» Record list

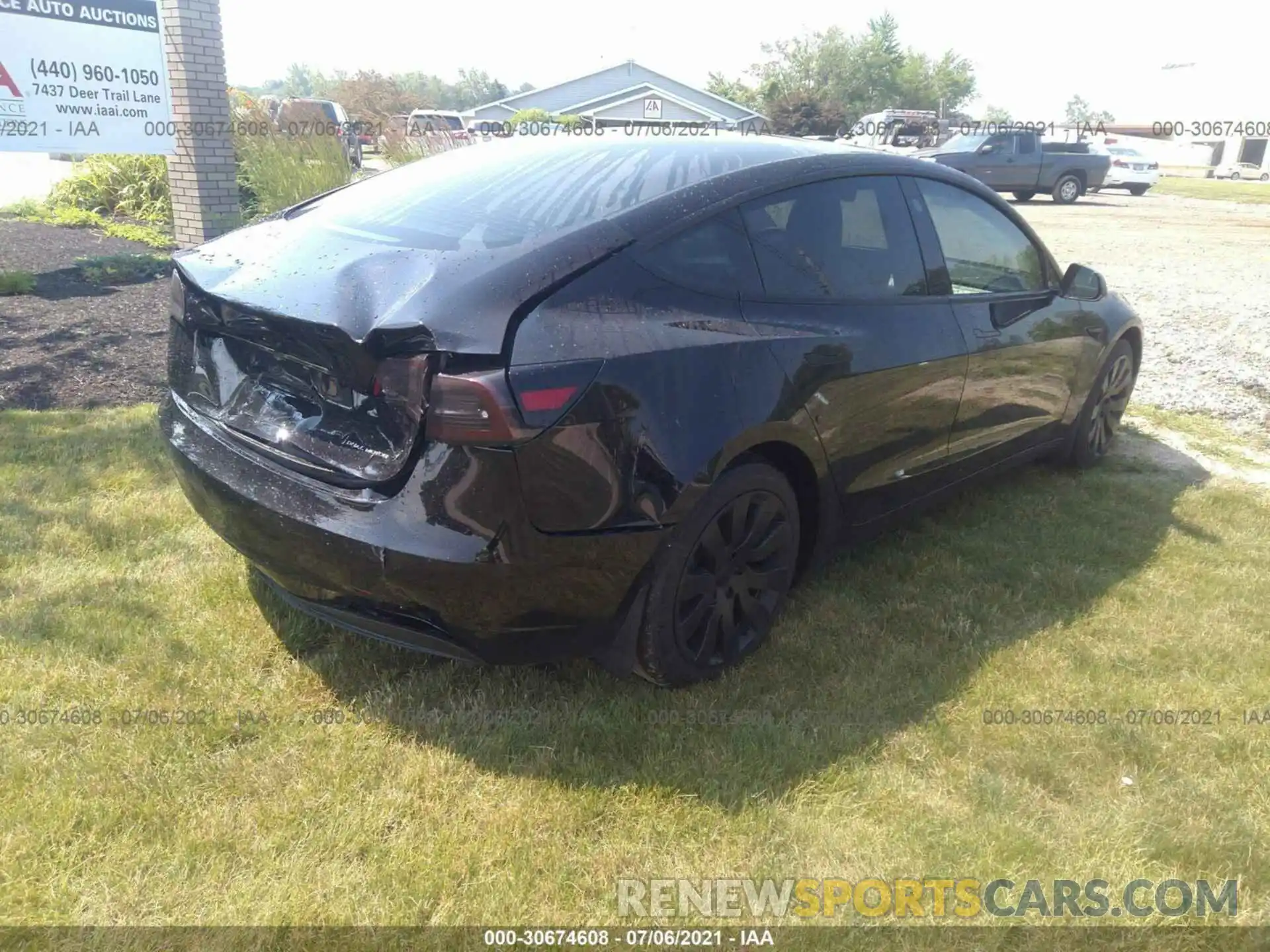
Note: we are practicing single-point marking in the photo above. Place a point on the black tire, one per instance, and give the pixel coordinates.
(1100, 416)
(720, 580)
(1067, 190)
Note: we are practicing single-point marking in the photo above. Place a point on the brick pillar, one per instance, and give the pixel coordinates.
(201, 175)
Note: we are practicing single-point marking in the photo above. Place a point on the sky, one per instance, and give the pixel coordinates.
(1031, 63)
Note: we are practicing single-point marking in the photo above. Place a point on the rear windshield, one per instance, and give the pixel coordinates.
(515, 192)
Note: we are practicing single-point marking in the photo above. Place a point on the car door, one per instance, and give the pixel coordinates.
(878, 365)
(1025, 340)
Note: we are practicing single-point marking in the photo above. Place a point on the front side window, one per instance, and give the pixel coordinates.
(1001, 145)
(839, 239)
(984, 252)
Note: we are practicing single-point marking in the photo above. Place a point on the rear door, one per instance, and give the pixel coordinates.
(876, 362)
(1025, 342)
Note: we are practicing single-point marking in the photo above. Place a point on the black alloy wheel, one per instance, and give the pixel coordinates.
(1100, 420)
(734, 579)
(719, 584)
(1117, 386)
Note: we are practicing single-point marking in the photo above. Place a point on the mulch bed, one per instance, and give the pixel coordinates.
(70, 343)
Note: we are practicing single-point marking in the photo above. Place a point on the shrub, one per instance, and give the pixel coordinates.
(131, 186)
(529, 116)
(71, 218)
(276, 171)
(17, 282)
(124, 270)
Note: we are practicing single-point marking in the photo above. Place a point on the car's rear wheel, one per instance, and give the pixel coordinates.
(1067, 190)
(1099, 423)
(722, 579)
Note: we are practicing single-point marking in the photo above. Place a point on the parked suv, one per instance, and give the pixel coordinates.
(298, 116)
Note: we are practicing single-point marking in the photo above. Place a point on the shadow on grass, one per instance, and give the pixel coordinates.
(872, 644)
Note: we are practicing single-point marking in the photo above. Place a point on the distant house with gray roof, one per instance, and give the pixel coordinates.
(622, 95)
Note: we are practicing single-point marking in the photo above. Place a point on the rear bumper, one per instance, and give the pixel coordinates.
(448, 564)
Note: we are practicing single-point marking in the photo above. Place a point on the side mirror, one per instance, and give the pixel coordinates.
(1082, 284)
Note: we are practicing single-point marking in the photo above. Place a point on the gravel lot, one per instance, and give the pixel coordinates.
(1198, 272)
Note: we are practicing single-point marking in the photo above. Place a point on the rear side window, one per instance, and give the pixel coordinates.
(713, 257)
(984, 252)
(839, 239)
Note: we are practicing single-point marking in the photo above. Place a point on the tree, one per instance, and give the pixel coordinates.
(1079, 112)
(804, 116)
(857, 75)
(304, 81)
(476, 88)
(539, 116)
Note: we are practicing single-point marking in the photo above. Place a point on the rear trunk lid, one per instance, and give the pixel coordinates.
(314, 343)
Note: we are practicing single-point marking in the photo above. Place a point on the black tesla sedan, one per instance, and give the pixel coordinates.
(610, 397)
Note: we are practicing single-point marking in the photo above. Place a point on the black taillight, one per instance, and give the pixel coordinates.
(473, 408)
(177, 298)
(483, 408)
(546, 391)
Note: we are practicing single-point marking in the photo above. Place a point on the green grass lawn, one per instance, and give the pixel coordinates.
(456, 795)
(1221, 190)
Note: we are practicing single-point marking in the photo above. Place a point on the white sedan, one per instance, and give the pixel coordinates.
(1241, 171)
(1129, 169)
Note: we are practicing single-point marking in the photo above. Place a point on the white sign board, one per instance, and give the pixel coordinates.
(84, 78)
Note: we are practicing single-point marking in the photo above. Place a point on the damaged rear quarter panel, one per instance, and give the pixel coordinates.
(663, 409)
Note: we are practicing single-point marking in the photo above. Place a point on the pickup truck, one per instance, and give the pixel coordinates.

» Your instructions
Include both ends. Return the line holding "on the side" and all lines after it in the records above, exactly as written.

» Result of the task
Note: we are practicing single-point marking in the photo above. Place a point on the side mirror, one per instance, and give the pixel coordinates.
(1082, 284)
Note: we are practicing single-point marking in the photo above. Place a point on the gravel lot, one per instance, and give the pixel coordinates.
(1198, 272)
Note: we are practicing single-point marking in the photo above. Place a point on the rear side window, one per instance, and give the pixel coordinates.
(713, 257)
(984, 252)
(839, 239)
Note: we are practicing single-point marking in the photo above. Place a point on the tree, one per instance, and give the pixel coordinates.
(1079, 112)
(804, 116)
(857, 75)
(304, 81)
(476, 88)
(539, 116)
Note: we are practicing single-point marking in the photo above. Place a point on the rear trunk lid, one per instance, and give the pixel coordinates.
(314, 343)
Note: we are practicing single-point marking in the photo above. Place a point on the black tesla sedan, one per instance, and give the pixel coordinates.
(610, 397)
Note: we are practicing single-point marking in the photo above. Place a point on the black taillight, one per instance, and give the pixel coordinates.
(473, 408)
(177, 298)
(483, 408)
(546, 391)
Note: we are practicing single-point marking in the photo above. Place a point on the green grass lawn, one per instance, and give the pixel coordinates.
(456, 795)
(1221, 190)
Note: we are practicing single-point marking in the photo above. Place a point on the white sedan, one per instance, and give the pixel coordinates.
(1241, 171)
(1129, 169)
Note: we are practicing single-point marking in the photo above. Place a point on the white sign board, one per instance, and give the pixel coordinates.
(84, 78)
Note: we are practicing single-point marking in the photo above. Place a point on the damaged rear quarter panel, one per instance, and give the pixel coordinates.
(663, 409)
Note: we are practicing single-point marking in the photo above. Place a point on the pickup truck, one per instance, and give the pixel coordinates.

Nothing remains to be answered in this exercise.